[Dataset entries]
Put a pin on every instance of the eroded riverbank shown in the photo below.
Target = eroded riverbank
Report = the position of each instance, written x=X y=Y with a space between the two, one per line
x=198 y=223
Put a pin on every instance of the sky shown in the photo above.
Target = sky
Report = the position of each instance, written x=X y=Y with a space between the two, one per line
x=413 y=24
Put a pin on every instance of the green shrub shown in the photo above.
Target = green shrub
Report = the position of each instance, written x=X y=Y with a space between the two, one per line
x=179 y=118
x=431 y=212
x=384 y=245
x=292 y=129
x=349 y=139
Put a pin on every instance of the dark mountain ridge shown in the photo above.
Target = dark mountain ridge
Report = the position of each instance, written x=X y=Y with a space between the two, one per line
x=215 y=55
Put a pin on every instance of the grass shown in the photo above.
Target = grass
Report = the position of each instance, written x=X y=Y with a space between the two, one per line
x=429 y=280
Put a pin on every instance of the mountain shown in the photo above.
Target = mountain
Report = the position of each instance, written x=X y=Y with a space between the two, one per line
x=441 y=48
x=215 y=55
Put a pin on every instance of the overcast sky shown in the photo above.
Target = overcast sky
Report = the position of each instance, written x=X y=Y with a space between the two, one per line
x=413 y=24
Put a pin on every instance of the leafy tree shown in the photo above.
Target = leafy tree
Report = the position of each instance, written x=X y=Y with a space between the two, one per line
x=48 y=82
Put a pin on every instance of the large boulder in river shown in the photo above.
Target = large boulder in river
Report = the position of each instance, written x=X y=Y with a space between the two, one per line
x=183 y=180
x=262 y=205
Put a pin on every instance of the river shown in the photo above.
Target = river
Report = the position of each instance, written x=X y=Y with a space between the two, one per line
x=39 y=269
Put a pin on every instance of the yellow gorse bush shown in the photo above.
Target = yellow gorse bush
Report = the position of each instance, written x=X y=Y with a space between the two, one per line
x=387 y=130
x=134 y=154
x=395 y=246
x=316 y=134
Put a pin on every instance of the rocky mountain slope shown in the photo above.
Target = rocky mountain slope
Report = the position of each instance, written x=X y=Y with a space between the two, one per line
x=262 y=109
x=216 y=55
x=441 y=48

WORK INSTRUCTION: Check each line of the entries, and copy the ones that contain "yellow".

ANSWER TO THIS TASK:
Put a pin on every instance of the yellow gorse bush shown in the photo above.
Target = yellow gorse bush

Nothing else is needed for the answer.